[EXERCISE PROMPT]
Nothing in the records may be left out or reworded; return them exactly.

EXTRACTED RECORDS: Begin

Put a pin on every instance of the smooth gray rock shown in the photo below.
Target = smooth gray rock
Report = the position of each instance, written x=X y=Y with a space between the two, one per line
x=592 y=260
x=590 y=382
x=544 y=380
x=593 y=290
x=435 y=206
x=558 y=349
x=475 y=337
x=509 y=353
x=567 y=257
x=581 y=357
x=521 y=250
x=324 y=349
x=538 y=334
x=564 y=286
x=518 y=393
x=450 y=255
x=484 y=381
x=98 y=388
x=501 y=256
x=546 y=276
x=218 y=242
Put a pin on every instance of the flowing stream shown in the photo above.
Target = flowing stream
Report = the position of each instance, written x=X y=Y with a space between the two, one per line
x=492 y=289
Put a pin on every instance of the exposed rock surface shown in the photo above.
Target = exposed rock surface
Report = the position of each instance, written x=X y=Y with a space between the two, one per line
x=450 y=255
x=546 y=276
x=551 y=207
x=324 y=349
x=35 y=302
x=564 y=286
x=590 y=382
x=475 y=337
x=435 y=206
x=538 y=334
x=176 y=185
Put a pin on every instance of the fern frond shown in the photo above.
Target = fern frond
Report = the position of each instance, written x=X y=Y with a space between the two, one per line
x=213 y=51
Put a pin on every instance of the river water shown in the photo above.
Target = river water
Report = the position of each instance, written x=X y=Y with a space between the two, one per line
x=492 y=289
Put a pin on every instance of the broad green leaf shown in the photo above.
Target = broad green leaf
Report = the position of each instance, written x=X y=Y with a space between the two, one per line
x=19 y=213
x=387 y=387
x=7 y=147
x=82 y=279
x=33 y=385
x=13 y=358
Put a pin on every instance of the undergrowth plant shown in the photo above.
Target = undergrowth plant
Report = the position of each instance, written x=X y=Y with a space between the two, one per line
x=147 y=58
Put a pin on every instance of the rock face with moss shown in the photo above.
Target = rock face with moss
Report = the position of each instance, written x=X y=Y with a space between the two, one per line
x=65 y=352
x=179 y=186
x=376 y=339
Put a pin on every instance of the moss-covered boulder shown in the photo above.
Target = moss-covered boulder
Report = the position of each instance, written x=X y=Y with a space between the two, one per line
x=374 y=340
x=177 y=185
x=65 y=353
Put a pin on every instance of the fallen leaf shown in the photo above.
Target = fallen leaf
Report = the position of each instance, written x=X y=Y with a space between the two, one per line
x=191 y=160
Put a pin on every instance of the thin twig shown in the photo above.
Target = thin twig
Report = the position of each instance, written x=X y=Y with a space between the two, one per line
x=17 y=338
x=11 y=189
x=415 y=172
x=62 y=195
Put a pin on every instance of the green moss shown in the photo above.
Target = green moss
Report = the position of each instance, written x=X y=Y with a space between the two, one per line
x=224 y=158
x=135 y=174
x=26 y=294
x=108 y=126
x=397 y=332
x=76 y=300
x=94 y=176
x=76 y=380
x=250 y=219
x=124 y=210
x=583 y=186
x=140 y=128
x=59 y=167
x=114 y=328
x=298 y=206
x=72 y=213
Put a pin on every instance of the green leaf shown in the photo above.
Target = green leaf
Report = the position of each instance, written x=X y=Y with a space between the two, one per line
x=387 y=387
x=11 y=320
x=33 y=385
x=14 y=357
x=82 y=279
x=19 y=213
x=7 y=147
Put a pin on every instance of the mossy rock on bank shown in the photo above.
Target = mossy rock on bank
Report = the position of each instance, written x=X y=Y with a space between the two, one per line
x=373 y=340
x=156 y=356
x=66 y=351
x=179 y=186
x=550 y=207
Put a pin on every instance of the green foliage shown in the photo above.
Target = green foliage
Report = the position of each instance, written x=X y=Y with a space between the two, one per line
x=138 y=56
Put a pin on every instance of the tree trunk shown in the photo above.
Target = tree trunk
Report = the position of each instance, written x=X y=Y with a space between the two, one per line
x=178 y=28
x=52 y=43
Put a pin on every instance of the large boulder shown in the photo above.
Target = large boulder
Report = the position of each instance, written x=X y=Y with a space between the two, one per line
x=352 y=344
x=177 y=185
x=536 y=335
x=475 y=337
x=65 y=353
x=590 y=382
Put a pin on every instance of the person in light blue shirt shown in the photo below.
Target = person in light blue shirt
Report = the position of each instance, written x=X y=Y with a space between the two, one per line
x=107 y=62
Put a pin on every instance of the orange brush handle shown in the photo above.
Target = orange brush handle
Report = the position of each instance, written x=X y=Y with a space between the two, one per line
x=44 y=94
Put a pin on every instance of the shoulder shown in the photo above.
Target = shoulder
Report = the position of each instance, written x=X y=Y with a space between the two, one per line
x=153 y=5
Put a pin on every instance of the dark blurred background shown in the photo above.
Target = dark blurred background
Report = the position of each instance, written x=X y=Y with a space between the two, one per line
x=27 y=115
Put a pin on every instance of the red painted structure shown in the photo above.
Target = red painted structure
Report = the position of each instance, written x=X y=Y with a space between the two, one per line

EXTRACTED RECORDS: End

[ANSWER BOX]
Put a pin on every instance of the smooth gray rock shown in the photo below.
Target = smooth gray rock
Report = the position of each instance, written x=X y=Y with a space between the two, one per line
x=592 y=260
x=590 y=382
x=544 y=380
x=593 y=290
x=435 y=206
x=558 y=349
x=475 y=337
x=509 y=353
x=567 y=257
x=581 y=357
x=521 y=250
x=324 y=349
x=538 y=334
x=564 y=286
x=518 y=393
x=450 y=255
x=484 y=381
x=98 y=388
x=501 y=256
x=546 y=276
x=218 y=242
Put a pin on every instance of the flowing stream shown in the photo above.
Target = flowing stream
Report = the position of each instance, written x=X y=Y with a space between the two, one per line
x=492 y=289
Put a pin on every instance of the exposed rock surface shown in the photo above.
Target = exposed rock surface
Report = the position of each instance, written x=X y=Y with a space between the two, one per line
x=450 y=255
x=546 y=276
x=551 y=207
x=324 y=349
x=35 y=302
x=564 y=286
x=590 y=382
x=475 y=337
x=435 y=206
x=538 y=334
x=176 y=185
Put a pin on every instance of the fern frond shown in the photo above.
Target = fern frond
Report = the position of each instance, written x=X y=Y with a space between the two, one per line
x=213 y=51
Put a pin on every instance of the river water shown in the photo above.
Target = river water
Report = the position of each instance, written x=X y=Y with a space between the two, one per line
x=492 y=289
Put a pin on every instance of the broad green leaf shown in the photo above.
Target = broad green leaf
Report = the position of each instance, written x=X y=Y with a space between the two, one per line
x=19 y=213
x=387 y=387
x=7 y=147
x=82 y=279
x=33 y=385
x=13 y=358
Put a pin on every instance of the undergrowth plant shown in the photo above.
Target = undergrowth plant
Report = the position of each instance, written x=X y=Y with a space between the two, one per line
x=147 y=58
Put a pin on every instance of the rock face with moss shown in the photo above.
Target = rock face with moss
Report = the position of each instance, written x=X y=Y with a space between the two, one per line
x=65 y=352
x=179 y=186
x=376 y=339
Put a pin on every instance of the moss-covered boulder shown in the photo above.
Target = moss-covered boulder
Report = the position of each instance, written x=X y=Y with a space between the two, one per line
x=374 y=340
x=177 y=185
x=65 y=353
Put a pin on every instance of the fallen leaf shown in the photo above.
Target = fallen leaf
Report = the position of each instance, written x=X y=Y with a space between the two, one per line
x=191 y=160
Put a pin on every instance of the thin twig shown in the photo above.
Target = thin twig
Report = the position of each instance, written x=X y=Y with a space between the two, one per line
x=17 y=338
x=11 y=189
x=415 y=172
x=62 y=195
Put a pin on every instance of the green moss shown in the photo above.
Target = green moss
Report = the position of each instance, written x=X y=Y with a space between the two, one per line
x=224 y=158
x=135 y=174
x=26 y=294
x=108 y=126
x=397 y=332
x=76 y=300
x=94 y=176
x=76 y=380
x=250 y=219
x=124 y=210
x=583 y=186
x=140 y=128
x=59 y=167
x=114 y=328
x=298 y=206
x=72 y=213
Put a pin on every instance of the green leaf shown in the photo above.
Target = green leaf
Report = the position of each instance, written x=X y=Y with a space between the two, one per line
x=387 y=387
x=11 y=320
x=33 y=385
x=14 y=357
x=82 y=279
x=19 y=213
x=7 y=147
Put a pin on every instance of the mossy rock on bank shown in the photo above.
Target = mossy rock on bank
Report = the position of each instance, written x=X y=Y with a space between the two, one per line
x=373 y=340
x=156 y=356
x=66 y=351
x=179 y=186
x=550 y=207
Put a pin on every instance of the green foliage shown in the photo above.
Target = green foliage
Report = the position of each instance, written x=X y=Y with a space between the two, one per line
x=138 y=56
Put a pin on every instance of the tree trunk shown in the photo above.
Target = tree trunk
Report = the position of each instance, written x=X y=Y with a space between the two, one per line
x=178 y=28
x=52 y=43
Put a pin on every instance of the large boulder shown in the photo above.
Target = large boulder
Report = the position of each instance, written x=X y=Y with a space between the two, one per line
x=352 y=344
x=177 y=185
x=536 y=335
x=475 y=337
x=65 y=353
x=590 y=382
Put a pin on every instance of the person in light blue shirt shown in the photo below.
Target = person in light blue shirt
Report = the position of each instance, written x=X y=Y with a space between the two, one per line
x=107 y=62
Put a pin on every instance of the orange brush handle shown in the photo above.
Target = orange brush handle
Report = the position of each instance, written x=X y=Y with a space between the two, one per line
x=44 y=94
Put a pin on every instance of the shoulder shown in the photo above.
Target = shoulder
Report = the position of each instance, written x=X y=Y with a space between the two, one per line
x=153 y=5
Put a pin on every instance of the dark blurred background shown in the photo above.
Target = dark blurred background
Report = the position of each instance, written x=X y=Y with a space between the two, one per line
x=27 y=115
Put a pin on every instance of the red painted structure shown in the photo above.
Target = red painted structure
Report = the position of each instance, written x=X y=Y with a space between the two, one per line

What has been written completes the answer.